Records for this task below:

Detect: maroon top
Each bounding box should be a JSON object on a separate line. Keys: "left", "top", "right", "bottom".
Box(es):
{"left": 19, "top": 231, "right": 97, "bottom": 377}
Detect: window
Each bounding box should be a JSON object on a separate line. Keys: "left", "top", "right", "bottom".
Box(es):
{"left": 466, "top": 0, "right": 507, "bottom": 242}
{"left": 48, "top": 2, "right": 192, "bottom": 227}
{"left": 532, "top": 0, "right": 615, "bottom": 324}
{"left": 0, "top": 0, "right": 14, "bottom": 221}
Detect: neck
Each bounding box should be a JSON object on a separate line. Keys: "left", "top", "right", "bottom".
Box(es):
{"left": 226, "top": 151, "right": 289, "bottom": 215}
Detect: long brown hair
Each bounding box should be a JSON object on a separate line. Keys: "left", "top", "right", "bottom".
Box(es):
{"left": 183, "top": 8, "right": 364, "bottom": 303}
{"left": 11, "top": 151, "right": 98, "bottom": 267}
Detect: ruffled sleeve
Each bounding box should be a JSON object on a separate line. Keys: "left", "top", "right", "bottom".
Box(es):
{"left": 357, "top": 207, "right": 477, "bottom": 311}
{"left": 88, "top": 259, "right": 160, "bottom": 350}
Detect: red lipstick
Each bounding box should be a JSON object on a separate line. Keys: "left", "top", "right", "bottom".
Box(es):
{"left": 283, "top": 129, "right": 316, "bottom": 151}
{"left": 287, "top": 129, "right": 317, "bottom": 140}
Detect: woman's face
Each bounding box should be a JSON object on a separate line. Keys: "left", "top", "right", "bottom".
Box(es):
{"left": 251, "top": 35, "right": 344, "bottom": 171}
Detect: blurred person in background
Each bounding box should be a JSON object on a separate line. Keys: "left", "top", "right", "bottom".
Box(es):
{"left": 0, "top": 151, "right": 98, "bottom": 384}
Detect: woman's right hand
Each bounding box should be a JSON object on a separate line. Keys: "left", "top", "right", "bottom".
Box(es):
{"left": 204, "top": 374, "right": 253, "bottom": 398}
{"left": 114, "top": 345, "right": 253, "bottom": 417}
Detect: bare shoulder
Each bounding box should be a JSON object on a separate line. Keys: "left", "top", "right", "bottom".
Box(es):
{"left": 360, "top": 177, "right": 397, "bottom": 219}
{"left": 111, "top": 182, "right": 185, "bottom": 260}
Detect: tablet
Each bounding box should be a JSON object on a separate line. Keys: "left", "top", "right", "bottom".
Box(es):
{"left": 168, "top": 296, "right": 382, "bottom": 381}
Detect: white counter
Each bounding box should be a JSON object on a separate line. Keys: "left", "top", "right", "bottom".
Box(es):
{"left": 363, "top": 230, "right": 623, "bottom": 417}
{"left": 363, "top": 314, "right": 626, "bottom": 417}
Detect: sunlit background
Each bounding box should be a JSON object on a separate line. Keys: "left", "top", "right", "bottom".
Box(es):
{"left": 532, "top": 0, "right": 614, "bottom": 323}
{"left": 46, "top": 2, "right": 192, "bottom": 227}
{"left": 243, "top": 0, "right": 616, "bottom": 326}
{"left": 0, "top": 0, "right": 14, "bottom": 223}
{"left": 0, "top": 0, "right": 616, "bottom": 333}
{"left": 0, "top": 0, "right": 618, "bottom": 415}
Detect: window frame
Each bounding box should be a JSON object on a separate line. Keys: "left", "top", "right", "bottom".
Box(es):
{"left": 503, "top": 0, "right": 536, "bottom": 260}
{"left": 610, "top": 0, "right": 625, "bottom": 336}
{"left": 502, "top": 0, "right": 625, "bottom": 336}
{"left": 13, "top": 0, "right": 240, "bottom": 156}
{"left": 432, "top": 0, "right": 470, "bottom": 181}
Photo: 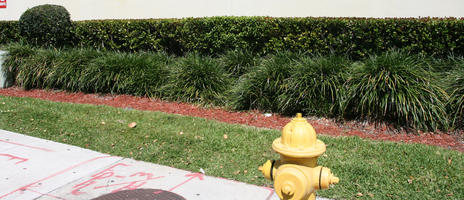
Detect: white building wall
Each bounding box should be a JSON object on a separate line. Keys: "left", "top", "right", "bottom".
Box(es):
{"left": 0, "top": 0, "right": 463, "bottom": 21}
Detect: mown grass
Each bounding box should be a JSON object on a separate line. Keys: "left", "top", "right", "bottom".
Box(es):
{"left": 0, "top": 96, "right": 462, "bottom": 199}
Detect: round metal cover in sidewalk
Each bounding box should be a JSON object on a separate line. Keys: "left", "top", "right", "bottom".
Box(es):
{"left": 91, "top": 189, "right": 186, "bottom": 200}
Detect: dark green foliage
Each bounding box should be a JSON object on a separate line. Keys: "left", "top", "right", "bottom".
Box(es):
{"left": 4, "top": 42, "right": 36, "bottom": 74}
{"left": 0, "top": 21, "right": 20, "bottom": 44}
{"left": 71, "top": 20, "right": 181, "bottom": 53}
{"left": 447, "top": 64, "right": 464, "bottom": 128}
{"left": 178, "top": 17, "right": 272, "bottom": 55}
{"left": 220, "top": 49, "right": 259, "bottom": 78}
{"left": 343, "top": 50, "right": 449, "bottom": 131}
{"left": 5, "top": 44, "right": 464, "bottom": 131}
{"left": 10, "top": 48, "right": 57, "bottom": 89}
{"left": 233, "top": 51, "right": 301, "bottom": 112}
{"left": 160, "top": 53, "right": 231, "bottom": 105}
{"left": 4, "top": 44, "right": 55, "bottom": 89}
{"left": 81, "top": 52, "right": 170, "bottom": 96}
{"left": 3, "top": 17, "right": 464, "bottom": 58}
{"left": 280, "top": 55, "right": 350, "bottom": 116}
{"left": 44, "top": 48, "right": 108, "bottom": 91}
{"left": 4, "top": 45, "right": 170, "bottom": 96}
{"left": 18, "top": 4, "right": 72, "bottom": 47}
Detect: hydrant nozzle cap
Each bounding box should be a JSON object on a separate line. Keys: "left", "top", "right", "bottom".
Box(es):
{"left": 258, "top": 160, "right": 273, "bottom": 180}
{"left": 282, "top": 182, "right": 295, "bottom": 196}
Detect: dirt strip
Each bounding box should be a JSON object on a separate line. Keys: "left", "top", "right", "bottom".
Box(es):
{"left": 1, "top": 87, "right": 462, "bottom": 152}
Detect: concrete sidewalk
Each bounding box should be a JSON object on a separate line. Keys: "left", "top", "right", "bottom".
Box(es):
{"left": 0, "top": 129, "right": 330, "bottom": 200}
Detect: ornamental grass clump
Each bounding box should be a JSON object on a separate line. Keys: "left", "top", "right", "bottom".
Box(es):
{"left": 232, "top": 51, "right": 302, "bottom": 112}
{"left": 81, "top": 51, "right": 170, "bottom": 96}
{"left": 447, "top": 65, "right": 464, "bottom": 129}
{"left": 220, "top": 49, "right": 259, "bottom": 78}
{"left": 343, "top": 50, "right": 449, "bottom": 131}
{"left": 5, "top": 46, "right": 110, "bottom": 91}
{"left": 9, "top": 48, "right": 58, "bottom": 90}
{"left": 161, "top": 53, "right": 231, "bottom": 105}
{"left": 42, "top": 48, "right": 106, "bottom": 91}
{"left": 280, "top": 55, "right": 351, "bottom": 116}
{"left": 4, "top": 43, "right": 36, "bottom": 76}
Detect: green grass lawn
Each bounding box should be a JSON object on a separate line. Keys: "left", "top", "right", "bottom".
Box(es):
{"left": 0, "top": 95, "right": 462, "bottom": 199}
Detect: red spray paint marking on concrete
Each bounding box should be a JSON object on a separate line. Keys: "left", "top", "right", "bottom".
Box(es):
{"left": 72, "top": 163, "right": 165, "bottom": 195}
{"left": 0, "top": 153, "right": 28, "bottom": 164}
{"left": 0, "top": 156, "right": 114, "bottom": 199}
{"left": 71, "top": 163, "right": 129, "bottom": 195}
{"left": 0, "top": 139, "right": 54, "bottom": 152}
{"left": 168, "top": 173, "right": 204, "bottom": 192}
{"left": 91, "top": 175, "right": 163, "bottom": 193}
{"left": 26, "top": 188, "right": 68, "bottom": 200}
{"left": 153, "top": 173, "right": 204, "bottom": 195}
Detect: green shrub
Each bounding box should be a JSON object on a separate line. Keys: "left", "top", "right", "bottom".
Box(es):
{"left": 4, "top": 42, "right": 36, "bottom": 75}
{"left": 72, "top": 17, "right": 464, "bottom": 58}
{"left": 343, "top": 50, "right": 449, "bottom": 131}
{"left": 178, "top": 17, "right": 273, "bottom": 55}
{"left": 0, "top": 21, "right": 19, "bottom": 44}
{"left": 6, "top": 47, "right": 107, "bottom": 90}
{"left": 71, "top": 20, "right": 176, "bottom": 53}
{"left": 2, "top": 43, "right": 34, "bottom": 87}
{"left": 280, "top": 55, "right": 350, "bottom": 116}
{"left": 18, "top": 4, "right": 72, "bottom": 47}
{"left": 10, "top": 48, "right": 58, "bottom": 89}
{"left": 6, "top": 43, "right": 464, "bottom": 131}
{"left": 220, "top": 49, "right": 259, "bottom": 78}
{"left": 3, "top": 17, "right": 464, "bottom": 58}
{"left": 81, "top": 52, "right": 170, "bottom": 96}
{"left": 4, "top": 44, "right": 170, "bottom": 96}
{"left": 232, "top": 51, "right": 301, "bottom": 112}
{"left": 161, "top": 53, "right": 231, "bottom": 105}
{"left": 427, "top": 55, "right": 462, "bottom": 73}
{"left": 447, "top": 64, "right": 464, "bottom": 128}
{"left": 42, "top": 48, "right": 107, "bottom": 91}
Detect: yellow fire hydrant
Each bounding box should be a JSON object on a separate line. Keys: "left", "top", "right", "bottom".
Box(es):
{"left": 259, "top": 113, "right": 339, "bottom": 200}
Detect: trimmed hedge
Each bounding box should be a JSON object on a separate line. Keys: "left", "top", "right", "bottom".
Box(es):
{"left": 71, "top": 19, "right": 181, "bottom": 54}
{"left": 70, "top": 17, "right": 464, "bottom": 59}
{"left": 2, "top": 17, "right": 464, "bottom": 58}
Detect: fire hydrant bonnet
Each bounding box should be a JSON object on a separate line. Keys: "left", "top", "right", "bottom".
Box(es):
{"left": 272, "top": 113, "right": 326, "bottom": 158}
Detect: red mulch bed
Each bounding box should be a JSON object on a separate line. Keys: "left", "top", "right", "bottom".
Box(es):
{"left": 1, "top": 87, "right": 463, "bottom": 152}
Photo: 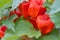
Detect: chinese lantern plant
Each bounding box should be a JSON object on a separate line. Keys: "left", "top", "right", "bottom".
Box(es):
{"left": 0, "top": 0, "right": 60, "bottom": 40}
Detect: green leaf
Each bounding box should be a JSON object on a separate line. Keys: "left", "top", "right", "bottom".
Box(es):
{"left": 2, "top": 20, "right": 15, "bottom": 32}
{"left": 11, "top": 0, "right": 24, "bottom": 10}
{"left": 2, "top": 9, "right": 9, "bottom": 16}
{"left": 0, "top": 0, "right": 12, "bottom": 11}
{"left": 9, "top": 14, "right": 18, "bottom": 22}
{"left": 0, "top": 0, "right": 12, "bottom": 18}
{"left": 59, "top": 32, "right": 60, "bottom": 40}
{"left": 34, "top": 29, "right": 59, "bottom": 40}
{"left": 50, "top": 13, "right": 60, "bottom": 28}
{"left": 0, "top": 9, "right": 9, "bottom": 18}
{"left": 48, "top": 0, "right": 53, "bottom": 3}
{"left": 1, "top": 17, "right": 41, "bottom": 40}
{"left": 1, "top": 30, "right": 21, "bottom": 40}
{"left": 15, "top": 18, "right": 41, "bottom": 38}
{"left": 49, "top": 0, "right": 60, "bottom": 14}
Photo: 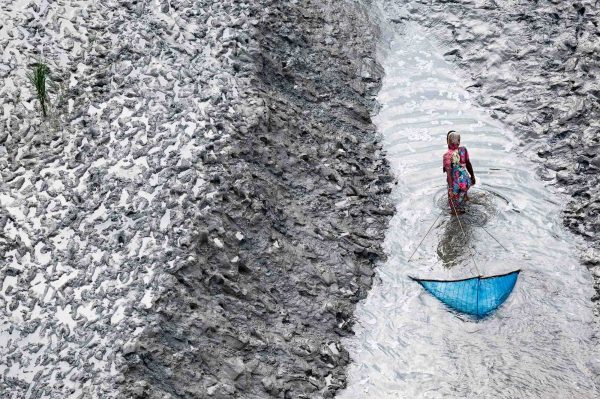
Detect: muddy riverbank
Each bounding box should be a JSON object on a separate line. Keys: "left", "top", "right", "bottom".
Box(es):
{"left": 1, "top": 0, "right": 598, "bottom": 398}
{"left": 0, "top": 0, "right": 392, "bottom": 397}
{"left": 120, "top": 1, "right": 394, "bottom": 398}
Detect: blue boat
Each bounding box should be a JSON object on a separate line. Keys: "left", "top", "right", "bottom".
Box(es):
{"left": 411, "top": 270, "right": 520, "bottom": 318}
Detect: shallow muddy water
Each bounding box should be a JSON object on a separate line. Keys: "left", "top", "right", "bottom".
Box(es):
{"left": 339, "top": 22, "right": 599, "bottom": 399}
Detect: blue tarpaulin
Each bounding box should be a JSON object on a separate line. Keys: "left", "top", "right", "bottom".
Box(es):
{"left": 412, "top": 270, "right": 520, "bottom": 318}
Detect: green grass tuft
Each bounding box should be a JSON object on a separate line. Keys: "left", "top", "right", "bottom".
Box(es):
{"left": 28, "top": 62, "right": 51, "bottom": 118}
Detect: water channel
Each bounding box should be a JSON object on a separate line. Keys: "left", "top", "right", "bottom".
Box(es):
{"left": 339, "top": 21, "right": 599, "bottom": 399}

End of Records for this task.

◆ Work task
When a line holds the string "green", pull it out of the listing.

◆ Solution to this task
Detect: dark green foliage
Detect: green grass lawn
Detect: green shrub
Detect: green leaf
Detect: green grass tuft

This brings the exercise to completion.